◆ Problem to solve
Give back, word for word, the line that contains "For each instance of the purple" and all lines after it in the material, through the last; please include only these.

◆ Available records
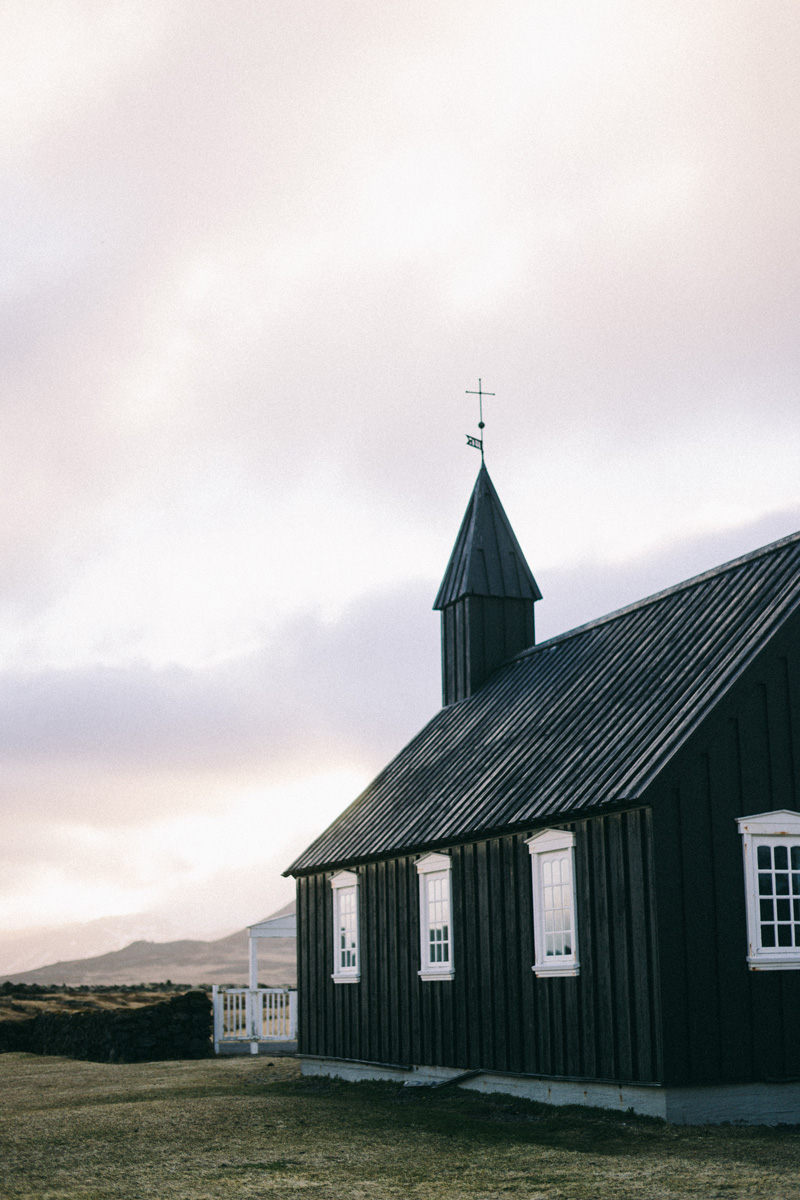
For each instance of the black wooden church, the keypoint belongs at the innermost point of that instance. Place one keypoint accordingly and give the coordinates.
(581, 881)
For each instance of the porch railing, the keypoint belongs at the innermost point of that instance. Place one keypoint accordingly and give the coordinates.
(253, 1014)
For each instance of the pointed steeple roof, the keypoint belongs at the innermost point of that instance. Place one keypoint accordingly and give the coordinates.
(486, 559)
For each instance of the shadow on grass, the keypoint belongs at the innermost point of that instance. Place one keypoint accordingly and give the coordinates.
(507, 1121)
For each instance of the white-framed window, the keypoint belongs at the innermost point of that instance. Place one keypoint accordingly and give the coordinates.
(555, 933)
(347, 967)
(435, 917)
(771, 849)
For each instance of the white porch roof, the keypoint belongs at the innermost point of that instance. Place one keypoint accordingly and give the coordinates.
(275, 927)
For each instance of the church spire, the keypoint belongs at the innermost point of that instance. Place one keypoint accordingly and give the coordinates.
(486, 598)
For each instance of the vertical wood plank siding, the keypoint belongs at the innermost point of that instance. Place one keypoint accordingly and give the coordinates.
(495, 1013)
(722, 1021)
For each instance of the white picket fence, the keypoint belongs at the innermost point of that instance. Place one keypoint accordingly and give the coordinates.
(254, 1014)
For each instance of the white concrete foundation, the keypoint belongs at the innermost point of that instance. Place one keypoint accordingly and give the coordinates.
(737, 1103)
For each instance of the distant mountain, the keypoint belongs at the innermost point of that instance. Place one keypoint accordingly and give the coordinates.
(224, 960)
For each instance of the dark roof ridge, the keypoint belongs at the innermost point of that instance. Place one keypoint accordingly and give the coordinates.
(660, 595)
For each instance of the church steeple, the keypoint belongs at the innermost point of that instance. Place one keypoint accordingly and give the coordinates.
(486, 598)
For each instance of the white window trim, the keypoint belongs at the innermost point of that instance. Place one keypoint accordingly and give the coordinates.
(425, 867)
(781, 823)
(346, 975)
(539, 845)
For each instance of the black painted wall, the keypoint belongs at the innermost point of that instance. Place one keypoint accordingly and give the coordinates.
(479, 634)
(495, 1014)
(722, 1021)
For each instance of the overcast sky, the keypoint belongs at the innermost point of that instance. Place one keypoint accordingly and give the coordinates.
(252, 255)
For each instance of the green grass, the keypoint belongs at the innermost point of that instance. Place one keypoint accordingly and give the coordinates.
(241, 1128)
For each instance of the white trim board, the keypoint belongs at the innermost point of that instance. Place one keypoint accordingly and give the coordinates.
(738, 1103)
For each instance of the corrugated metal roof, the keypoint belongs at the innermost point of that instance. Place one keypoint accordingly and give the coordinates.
(583, 719)
(486, 559)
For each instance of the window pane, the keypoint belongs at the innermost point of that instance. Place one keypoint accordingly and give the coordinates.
(557, 904)
(347, 929)
(438, 918)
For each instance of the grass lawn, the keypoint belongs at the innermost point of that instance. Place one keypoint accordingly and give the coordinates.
(252, 1127)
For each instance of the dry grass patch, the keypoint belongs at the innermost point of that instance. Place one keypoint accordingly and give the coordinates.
(246, 1128)
(18, 1006)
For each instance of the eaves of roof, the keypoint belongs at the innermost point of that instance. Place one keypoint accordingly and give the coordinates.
(587, 719)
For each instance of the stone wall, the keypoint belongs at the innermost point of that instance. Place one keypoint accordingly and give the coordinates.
(176, 1029)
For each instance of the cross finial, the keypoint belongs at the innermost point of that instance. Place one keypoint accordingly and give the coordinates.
(477, 443)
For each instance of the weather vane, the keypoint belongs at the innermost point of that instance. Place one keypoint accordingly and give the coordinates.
(477, 443)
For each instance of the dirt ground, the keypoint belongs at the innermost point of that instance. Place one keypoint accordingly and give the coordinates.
(253, 1128)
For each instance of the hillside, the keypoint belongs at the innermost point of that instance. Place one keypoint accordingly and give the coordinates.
(223, 960)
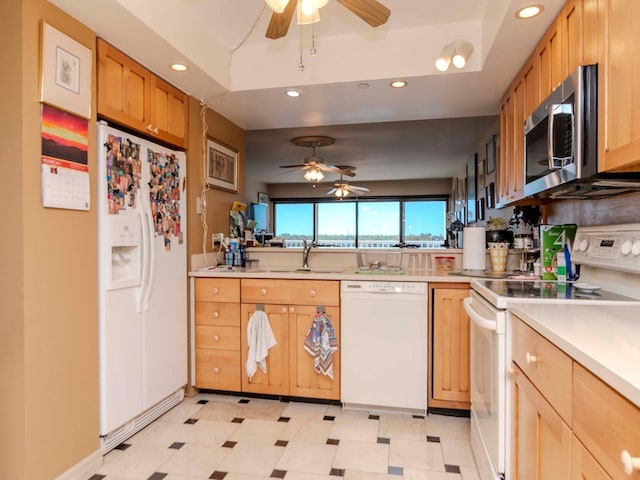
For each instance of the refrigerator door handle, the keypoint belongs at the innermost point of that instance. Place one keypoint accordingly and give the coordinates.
(151, 259)
(144, 226)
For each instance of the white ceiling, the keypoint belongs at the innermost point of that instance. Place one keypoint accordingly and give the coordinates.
(426, 130)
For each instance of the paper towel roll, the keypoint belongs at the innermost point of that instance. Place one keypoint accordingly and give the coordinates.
(474, 254)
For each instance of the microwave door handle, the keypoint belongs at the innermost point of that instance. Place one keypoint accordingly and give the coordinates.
(550, 151)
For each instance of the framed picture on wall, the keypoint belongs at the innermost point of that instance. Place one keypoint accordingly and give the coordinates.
(491, 195)
(491, 154)
(471, 188)
(65, 77)
(222, 166)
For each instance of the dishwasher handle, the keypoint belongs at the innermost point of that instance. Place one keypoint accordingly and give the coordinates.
(482, 322)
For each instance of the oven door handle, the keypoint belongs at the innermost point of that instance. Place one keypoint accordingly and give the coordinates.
(482, 322)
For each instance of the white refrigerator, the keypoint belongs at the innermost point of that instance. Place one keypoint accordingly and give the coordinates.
(143, 282)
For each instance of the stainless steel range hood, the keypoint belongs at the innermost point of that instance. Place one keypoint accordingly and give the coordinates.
(598, 186)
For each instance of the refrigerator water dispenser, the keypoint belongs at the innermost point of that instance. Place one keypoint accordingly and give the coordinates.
(124, 267)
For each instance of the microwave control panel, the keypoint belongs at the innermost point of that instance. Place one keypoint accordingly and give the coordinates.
(608, 246)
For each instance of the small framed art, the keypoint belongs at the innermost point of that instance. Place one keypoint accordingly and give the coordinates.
(222, 166)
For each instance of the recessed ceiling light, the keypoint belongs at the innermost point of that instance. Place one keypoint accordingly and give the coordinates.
(529, 11)
(179, 67)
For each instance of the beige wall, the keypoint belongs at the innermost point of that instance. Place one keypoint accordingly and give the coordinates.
(218, 201)
(49, 327)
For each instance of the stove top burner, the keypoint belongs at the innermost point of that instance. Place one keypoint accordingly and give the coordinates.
(550, 290)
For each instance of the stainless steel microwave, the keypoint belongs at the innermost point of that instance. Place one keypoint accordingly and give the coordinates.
(561, 134)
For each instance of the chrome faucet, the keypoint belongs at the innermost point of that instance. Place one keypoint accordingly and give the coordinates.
(306, 249)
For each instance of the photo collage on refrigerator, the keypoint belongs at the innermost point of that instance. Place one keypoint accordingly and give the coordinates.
(164, 195)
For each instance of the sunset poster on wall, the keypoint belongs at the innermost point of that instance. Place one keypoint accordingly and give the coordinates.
(65, 171)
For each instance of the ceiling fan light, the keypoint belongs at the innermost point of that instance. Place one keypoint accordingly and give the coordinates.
(313, 175)
(307, 12)
(277, 6)
(462, 55)
(444, 60)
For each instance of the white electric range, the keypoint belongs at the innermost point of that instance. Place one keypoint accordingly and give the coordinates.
(609, 263)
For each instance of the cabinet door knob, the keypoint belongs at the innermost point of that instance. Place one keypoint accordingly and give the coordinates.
(629, 463)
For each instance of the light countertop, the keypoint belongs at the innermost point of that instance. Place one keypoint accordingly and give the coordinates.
(330, 273)
(603, 338)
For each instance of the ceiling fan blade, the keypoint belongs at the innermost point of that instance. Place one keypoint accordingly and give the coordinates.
(300, 165)
(371, 11)
(279, 23)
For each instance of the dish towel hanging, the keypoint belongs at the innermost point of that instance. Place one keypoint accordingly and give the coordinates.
(260, 339)
(320, 343)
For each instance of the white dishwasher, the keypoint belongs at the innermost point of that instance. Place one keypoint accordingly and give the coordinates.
(384, 344)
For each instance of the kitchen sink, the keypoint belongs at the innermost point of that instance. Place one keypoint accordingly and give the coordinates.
(296, 270)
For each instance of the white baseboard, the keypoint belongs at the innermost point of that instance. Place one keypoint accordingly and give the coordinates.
(85, 468)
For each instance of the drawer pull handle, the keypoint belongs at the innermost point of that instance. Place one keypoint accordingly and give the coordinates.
(629, 463)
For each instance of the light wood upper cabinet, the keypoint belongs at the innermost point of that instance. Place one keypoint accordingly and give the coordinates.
(550, 57)
(618, 79)
(511, 159)
(131, 95)
(450, 347)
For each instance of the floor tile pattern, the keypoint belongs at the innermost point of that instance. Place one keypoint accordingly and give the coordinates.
(212, 436)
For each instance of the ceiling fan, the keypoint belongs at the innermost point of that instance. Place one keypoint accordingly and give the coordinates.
(314, 164)
(342, 189)
(371, 11)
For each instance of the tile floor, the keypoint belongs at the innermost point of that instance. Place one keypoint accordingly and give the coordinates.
(214, 436)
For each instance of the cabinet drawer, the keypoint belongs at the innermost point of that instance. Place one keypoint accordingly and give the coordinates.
(315, 292)
(218, 369)
(548, 368)
(266, 291)
(217, 290)
(605, 422)
(217, 313)
(216, 337)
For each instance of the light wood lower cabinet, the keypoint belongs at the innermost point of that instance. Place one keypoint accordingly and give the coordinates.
(217, 333)
(542, 440)
(583, 465)
(567, 423)
(290, 369)
(449, 334)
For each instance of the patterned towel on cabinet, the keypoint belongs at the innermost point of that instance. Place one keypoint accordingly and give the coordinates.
(320, 343)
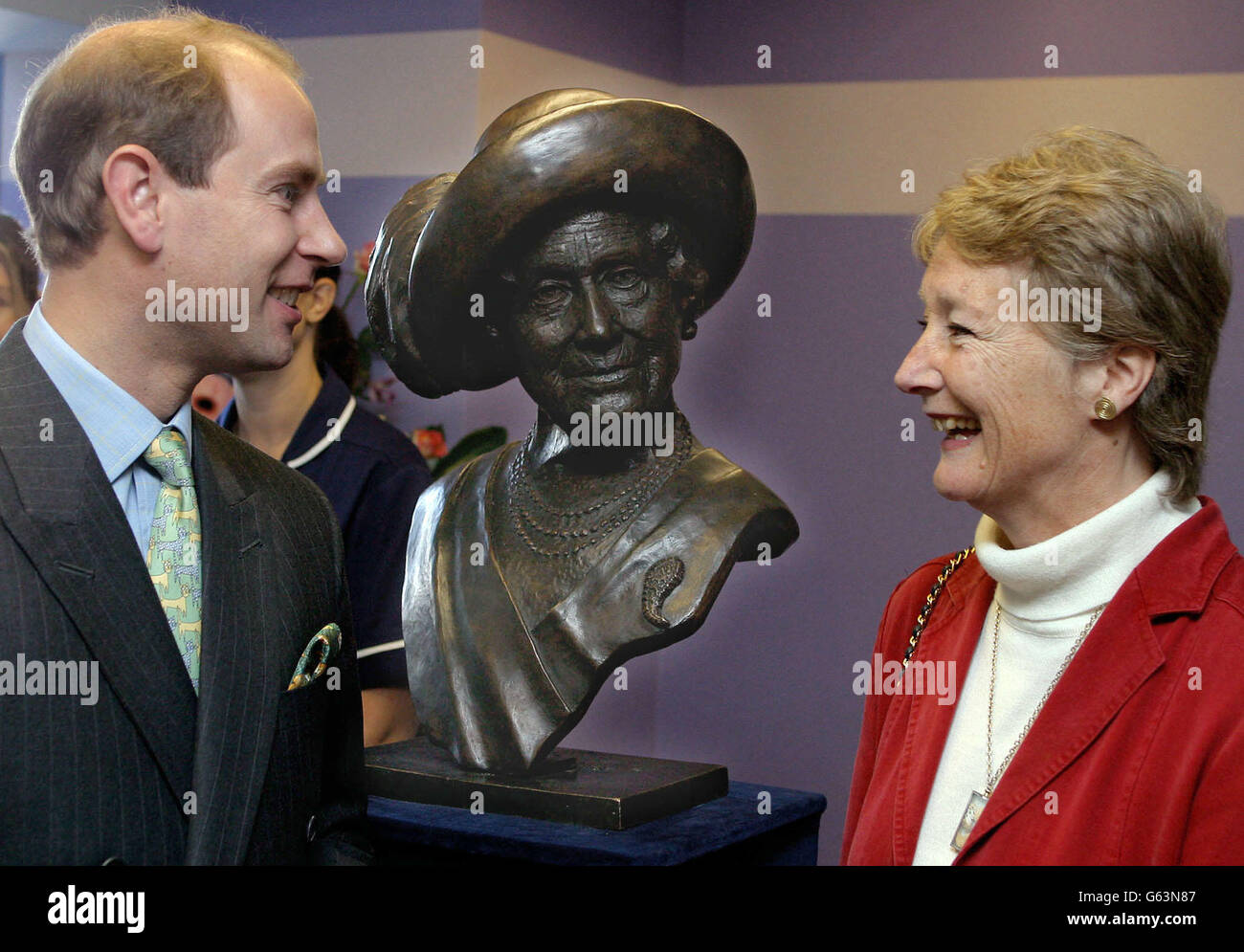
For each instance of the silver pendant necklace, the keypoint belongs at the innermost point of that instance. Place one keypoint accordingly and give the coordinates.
(977, 802)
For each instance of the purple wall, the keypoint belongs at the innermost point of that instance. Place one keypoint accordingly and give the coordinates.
(886, 40)
(332, 17)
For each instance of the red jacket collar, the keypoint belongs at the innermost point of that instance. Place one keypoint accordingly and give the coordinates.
(1120, 653)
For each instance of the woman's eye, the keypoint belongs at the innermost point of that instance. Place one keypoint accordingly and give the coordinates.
(546, 294)
(625, 278)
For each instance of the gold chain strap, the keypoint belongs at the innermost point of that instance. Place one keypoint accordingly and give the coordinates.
(931, 600)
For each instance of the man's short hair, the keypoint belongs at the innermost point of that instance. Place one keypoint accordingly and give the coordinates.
(158, 83)
(1090, 208)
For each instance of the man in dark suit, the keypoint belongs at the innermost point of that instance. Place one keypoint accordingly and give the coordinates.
(160, 579)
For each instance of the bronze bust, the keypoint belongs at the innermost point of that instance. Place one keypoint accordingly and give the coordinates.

◆ Answer space
For each instance of the purple wall, the keypoint belongs at the innermost point of that instance. Place one keypoint accordingly and give the coordinates.
(886, 40)
(332, 17)
For each instance of the red jacket collar, the keypoint belongs at the innermost point of that instance. Place one keypoint accordingly and give the coordinates.
(1120, 653)
For each instance of the woman's eye, the keypoint belongs at the innermost point of that instance. Place one keypoint accordingly and give the coordinates.
(546, 294)
(625, 278)
For each instance of the gold chain strap, the keypoint belongs at the innermost point of that instance. Place one keypoint accordingly and give the coordinates.
(931, 600)
For each instance of the man's short hair, the keypoint belongs at the innermost point of that instance. Place one keypoint accordingly and give the coordinates.
(158, 83)
(1090, 208)
For each instance of the man in dark suit, the keypoint belongs at the innermost point of that instance. Place one keypoint accordingly and give the coordinates.
(160, 579)
For each instance of the bronze bust, the keypoint belongs at the innermost point of that instance. Place one keypoint accordingly and give the coordinates.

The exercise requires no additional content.